> **Extract**
================

Skip to content
About these ads

Cutting down the tree of liberty

9 September 2010

Summary:   Another day, another small slice taken from our liberty.  This is another chapter describing this process, the saddest aspect of which is our indifference to the loss of our hard-won liberties.  This was originally part of the previous post about Obama, but its importance warranted separate consideration.

Sometimes a regime dies a sudden death, like the Weimar Republic.  Sometimes it dies from a thousand small cuts, whittled away, like the Roman Republic.

We’re being guided towards a new political regime — slowly, the way a shepard moves sheep.   A series of small steps, each reasonable.  But it’s a one-way road, down which we’ve gone a long way during the past nine years.

“Indeed, the safest road to Hell is the gradual one – the gentle slope, soft underfoot, without sudden turnings, without milestones, without signposts.”
The Screwtape Letters, C. S. Lewis, Chapter 12 (1959)

Today we examine another small step. As with the others, most Americans will not care.  Some will read with furrowed brow.  Very few will act.  Here’s a summary from the New York Times:

By a 6-to-5 vote, the United States Court of Appeals for the Ninth Circuit dismissed a lawsuit against Jeppesen Dataplan Inc., a Boeing subsidiary accused of arranging flights for the Central Intelligence Agency to transfer prisoners to other countries for imprisonment and interrogation. The American Civil Liberties Union filed the case on behalf of five former prisoners who say they were tortured in captivity — and that Jeppesen was complicit in that alleged abuse.

Judge Raymond C. Fisher … said the majority had “reluctantly” concluded that the lawsuit represented “a rare case” in which the government’s need to protect state secrets trumped the plaintiffs’ need to have a day in court.

Here are excerpts from the actual decision.  The judges write in a clear, lucid manner.  We cannot plead that the issues are too technical, the language too complex.  Of course future generations will have little interest in our reasons for inaction.  They’ll see no “greatest generation”, just the “slug-like and decadent generations.”

From the majority opinion by Judge Raymond C. Fisher

This case requires us to address the difficult balance the state secrets doctrine strikes between fundamental principles of our liberty, including justice, transparency, accountability and national security. Although as judges we strive to honor all of these principles, there are times when exceptional circumstances create an irreconcilable conflict between them. On those rare occasions, we are bound to follow the Supreme Court’s admonition that “even the most compelling necessity cannot overcome the claim of privilege if the court is ultimately satisfied that [state] secrets are at stake.” United States v. Reynolds, 345 U.S. 1, 11 (1953). After much deliberation, we reluctantly conclude this is such a case, and the plaintiffs’ action must be dismissed.

================

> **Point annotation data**
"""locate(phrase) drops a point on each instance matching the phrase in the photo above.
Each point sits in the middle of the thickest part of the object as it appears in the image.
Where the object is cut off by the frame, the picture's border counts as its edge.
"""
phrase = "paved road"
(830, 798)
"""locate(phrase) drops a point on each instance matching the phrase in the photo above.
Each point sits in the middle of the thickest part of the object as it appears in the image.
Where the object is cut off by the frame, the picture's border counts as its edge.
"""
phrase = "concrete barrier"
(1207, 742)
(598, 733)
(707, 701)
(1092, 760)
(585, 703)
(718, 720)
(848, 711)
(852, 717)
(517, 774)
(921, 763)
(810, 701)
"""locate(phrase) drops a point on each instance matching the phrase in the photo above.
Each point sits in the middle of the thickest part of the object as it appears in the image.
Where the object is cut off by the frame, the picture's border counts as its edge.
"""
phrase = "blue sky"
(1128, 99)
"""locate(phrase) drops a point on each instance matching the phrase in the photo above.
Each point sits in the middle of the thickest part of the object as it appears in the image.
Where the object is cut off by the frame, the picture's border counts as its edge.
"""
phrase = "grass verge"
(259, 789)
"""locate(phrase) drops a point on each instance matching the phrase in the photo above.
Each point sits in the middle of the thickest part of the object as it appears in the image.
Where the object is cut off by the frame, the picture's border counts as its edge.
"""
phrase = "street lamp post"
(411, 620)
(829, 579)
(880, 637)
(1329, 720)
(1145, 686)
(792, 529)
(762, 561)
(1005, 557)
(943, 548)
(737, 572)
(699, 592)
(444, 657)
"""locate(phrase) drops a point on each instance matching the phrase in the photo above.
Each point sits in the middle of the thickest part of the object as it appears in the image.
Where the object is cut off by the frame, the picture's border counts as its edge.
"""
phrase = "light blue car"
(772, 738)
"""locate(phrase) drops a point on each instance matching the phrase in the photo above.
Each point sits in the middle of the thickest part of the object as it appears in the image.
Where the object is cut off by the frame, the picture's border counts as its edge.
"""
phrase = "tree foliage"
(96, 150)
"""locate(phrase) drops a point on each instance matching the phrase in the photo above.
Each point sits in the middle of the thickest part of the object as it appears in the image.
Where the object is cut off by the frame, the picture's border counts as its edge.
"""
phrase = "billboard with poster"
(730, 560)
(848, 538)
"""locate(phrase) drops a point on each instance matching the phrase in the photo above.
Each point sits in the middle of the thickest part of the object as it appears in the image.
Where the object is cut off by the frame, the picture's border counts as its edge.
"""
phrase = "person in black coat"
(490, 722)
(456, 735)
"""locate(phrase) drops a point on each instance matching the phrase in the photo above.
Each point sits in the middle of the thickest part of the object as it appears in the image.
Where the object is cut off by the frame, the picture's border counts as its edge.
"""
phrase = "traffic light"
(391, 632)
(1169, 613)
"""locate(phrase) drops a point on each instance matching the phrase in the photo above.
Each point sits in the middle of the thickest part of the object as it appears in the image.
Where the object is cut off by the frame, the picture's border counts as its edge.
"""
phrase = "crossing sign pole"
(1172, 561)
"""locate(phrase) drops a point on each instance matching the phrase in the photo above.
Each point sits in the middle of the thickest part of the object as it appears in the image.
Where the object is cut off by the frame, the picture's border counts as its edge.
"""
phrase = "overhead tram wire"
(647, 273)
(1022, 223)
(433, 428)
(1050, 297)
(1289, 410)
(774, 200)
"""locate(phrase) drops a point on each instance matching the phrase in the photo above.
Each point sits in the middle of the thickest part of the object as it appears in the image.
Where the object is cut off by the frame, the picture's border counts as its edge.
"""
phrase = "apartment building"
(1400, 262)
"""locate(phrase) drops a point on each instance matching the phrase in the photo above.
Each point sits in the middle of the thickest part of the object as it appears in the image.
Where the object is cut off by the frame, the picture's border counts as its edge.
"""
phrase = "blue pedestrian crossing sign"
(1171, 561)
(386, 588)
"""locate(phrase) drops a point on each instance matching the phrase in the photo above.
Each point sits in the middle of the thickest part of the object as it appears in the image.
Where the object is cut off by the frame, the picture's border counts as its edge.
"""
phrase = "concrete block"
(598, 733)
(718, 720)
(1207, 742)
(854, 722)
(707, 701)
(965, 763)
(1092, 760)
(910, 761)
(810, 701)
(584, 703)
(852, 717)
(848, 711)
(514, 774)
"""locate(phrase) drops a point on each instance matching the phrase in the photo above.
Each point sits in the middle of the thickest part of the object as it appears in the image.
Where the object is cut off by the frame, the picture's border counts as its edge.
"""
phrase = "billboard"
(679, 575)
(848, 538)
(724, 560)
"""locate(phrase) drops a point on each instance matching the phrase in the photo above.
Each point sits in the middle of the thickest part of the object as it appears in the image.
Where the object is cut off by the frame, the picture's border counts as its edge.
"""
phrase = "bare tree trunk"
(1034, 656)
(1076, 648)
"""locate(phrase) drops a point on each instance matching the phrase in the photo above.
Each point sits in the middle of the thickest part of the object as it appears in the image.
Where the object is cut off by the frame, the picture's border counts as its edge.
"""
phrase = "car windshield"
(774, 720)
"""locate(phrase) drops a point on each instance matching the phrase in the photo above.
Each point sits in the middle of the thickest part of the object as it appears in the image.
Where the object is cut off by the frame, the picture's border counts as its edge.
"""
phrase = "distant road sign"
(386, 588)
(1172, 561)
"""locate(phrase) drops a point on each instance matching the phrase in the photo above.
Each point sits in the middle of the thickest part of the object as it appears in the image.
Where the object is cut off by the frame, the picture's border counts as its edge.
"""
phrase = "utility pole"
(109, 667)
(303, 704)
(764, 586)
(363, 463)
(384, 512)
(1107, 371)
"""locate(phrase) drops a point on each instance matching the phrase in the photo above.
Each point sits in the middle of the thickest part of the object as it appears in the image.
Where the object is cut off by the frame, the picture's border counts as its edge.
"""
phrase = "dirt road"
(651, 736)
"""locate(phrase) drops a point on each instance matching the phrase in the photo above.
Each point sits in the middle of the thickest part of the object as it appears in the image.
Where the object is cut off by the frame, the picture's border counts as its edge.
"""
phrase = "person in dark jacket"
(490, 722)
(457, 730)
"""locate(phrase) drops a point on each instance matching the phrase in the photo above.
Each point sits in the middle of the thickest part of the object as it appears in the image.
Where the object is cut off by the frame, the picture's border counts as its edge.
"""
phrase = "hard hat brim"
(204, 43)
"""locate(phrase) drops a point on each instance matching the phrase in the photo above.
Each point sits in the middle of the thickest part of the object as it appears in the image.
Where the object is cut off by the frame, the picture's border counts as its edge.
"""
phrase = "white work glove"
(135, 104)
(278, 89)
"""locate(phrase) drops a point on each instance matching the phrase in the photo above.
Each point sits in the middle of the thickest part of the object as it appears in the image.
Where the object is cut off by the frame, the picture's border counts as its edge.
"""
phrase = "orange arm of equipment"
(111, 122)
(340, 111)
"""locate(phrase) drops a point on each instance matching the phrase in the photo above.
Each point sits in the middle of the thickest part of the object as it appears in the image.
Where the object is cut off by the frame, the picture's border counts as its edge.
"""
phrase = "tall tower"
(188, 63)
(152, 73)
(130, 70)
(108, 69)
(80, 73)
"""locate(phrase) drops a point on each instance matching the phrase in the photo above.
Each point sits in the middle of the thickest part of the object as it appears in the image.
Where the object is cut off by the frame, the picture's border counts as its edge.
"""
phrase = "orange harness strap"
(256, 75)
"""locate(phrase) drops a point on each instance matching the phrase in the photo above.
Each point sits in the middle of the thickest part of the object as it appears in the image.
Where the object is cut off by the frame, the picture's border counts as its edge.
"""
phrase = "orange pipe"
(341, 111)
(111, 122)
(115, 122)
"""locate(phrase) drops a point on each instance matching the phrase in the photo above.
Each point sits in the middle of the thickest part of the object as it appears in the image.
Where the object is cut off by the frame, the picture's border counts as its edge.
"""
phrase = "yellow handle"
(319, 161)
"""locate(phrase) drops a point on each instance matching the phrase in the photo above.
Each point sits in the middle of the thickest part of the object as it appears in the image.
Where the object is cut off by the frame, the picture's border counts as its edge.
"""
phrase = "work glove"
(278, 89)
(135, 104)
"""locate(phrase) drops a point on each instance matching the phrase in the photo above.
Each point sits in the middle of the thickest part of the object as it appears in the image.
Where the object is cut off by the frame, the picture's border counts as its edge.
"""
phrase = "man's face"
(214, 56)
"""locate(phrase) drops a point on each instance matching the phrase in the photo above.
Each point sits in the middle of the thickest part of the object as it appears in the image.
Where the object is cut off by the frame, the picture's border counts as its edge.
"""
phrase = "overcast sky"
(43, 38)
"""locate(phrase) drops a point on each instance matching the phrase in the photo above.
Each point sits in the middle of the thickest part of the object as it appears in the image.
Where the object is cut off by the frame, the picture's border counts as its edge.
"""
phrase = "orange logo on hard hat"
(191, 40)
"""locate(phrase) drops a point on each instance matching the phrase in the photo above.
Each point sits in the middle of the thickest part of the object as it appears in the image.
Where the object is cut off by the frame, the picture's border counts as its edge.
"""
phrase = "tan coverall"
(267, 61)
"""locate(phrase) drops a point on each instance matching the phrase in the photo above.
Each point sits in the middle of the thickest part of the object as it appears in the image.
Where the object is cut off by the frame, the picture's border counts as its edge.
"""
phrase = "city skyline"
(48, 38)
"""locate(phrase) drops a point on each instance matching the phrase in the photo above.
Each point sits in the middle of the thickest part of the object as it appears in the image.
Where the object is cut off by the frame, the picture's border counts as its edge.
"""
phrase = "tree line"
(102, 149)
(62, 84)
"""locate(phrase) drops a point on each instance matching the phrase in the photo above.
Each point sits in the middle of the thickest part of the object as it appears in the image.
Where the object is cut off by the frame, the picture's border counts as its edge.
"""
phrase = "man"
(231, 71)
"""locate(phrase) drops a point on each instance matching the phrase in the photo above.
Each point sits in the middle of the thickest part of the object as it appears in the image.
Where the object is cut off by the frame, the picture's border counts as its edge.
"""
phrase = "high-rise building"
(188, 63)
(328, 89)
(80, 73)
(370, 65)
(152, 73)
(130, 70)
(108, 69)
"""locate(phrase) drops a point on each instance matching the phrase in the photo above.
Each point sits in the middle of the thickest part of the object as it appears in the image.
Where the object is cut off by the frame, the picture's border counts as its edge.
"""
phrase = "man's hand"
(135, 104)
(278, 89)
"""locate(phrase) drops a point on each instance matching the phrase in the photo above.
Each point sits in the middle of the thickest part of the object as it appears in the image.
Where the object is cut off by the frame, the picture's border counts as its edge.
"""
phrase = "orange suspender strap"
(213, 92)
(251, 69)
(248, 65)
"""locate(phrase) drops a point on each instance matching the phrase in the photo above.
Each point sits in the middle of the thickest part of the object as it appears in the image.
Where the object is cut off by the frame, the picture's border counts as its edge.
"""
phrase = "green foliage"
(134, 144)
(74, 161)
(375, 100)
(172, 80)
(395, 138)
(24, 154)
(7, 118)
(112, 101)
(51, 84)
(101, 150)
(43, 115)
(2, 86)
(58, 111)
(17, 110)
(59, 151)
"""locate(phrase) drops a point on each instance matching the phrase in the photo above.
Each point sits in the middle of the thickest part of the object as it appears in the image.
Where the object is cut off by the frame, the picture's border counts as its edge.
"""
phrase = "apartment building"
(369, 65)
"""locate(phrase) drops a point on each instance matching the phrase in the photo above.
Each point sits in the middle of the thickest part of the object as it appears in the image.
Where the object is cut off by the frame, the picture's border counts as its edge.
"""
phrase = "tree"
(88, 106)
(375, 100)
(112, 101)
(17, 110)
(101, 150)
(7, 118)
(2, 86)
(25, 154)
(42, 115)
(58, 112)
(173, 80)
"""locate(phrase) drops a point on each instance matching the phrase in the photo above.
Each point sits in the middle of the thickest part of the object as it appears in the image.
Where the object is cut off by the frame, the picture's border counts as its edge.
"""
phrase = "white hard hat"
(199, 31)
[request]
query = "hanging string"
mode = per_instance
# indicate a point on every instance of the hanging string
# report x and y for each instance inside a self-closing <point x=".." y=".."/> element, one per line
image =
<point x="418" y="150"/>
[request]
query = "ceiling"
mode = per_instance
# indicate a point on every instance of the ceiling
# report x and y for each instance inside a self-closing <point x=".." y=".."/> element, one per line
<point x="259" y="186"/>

================

> **Given problem 1**
Translate this sentence from the post into Spanish: "Sometimes a regime dies a sudden death, like the Weimar Republic."
> **Given problem 2**
Locate every line of the listing that contains the word "concrete" and copy each of those lines. Case counts.

> **Result 1**
A veces un régimen sufre una muerte súbita, como la República de Weimar.

> **Result 2**
phrase = "concrete barrier"
phrase = "concrete block"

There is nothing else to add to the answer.